● Data entries:
···

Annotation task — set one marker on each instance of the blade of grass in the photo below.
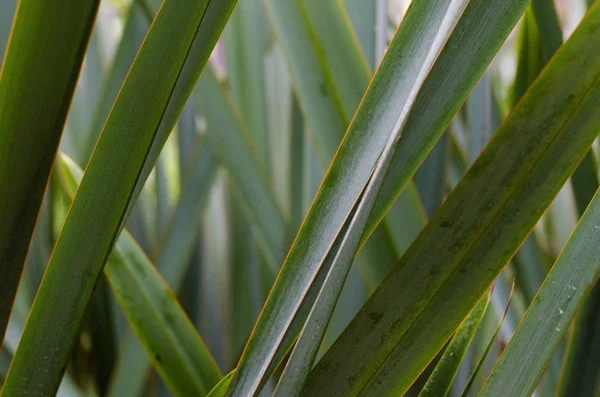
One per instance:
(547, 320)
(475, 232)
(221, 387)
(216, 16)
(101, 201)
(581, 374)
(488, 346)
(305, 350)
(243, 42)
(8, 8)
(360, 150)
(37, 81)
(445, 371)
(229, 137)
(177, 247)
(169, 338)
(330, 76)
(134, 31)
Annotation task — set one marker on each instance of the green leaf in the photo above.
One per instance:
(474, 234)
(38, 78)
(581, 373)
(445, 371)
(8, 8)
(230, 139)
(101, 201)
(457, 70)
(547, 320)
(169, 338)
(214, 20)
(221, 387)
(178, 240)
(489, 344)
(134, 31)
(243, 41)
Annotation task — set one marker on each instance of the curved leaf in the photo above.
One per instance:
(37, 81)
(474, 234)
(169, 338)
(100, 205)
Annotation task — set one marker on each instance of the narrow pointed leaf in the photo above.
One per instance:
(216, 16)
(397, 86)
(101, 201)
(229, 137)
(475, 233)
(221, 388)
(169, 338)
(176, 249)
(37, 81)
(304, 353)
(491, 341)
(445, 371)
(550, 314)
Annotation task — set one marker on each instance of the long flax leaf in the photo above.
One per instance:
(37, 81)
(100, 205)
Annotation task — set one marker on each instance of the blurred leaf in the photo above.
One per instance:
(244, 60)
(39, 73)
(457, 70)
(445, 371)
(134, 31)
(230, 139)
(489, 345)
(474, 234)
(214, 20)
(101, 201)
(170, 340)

···

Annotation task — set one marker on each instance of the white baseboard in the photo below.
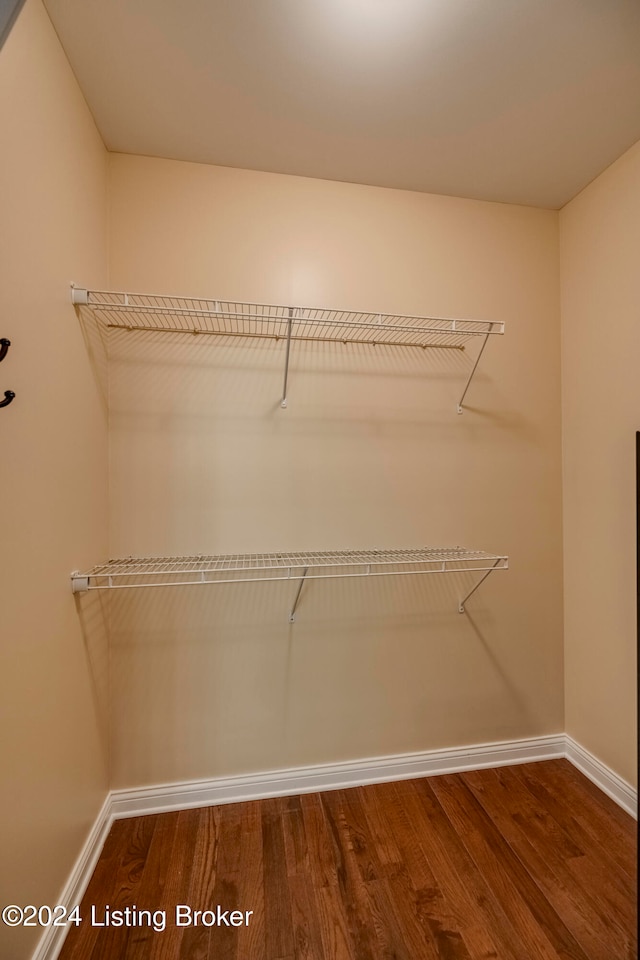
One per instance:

···

● Exercise instructions: Copy out every line of the listing that contains the word "leaf".

● Response:
Annotation task — set one marker on each instance of the green leaf in the photo above.
Annotation task — set one marker on each instance of the curved leaf in the photo above.
Annotation task — set one marker on each instance of the narrow pointed leaf in the photo above.
Annotation task — set one marker on each instance of the long flax leaf in the photo above.
Annotation task — set one marker on each instance of the blurred leaf in the photo above.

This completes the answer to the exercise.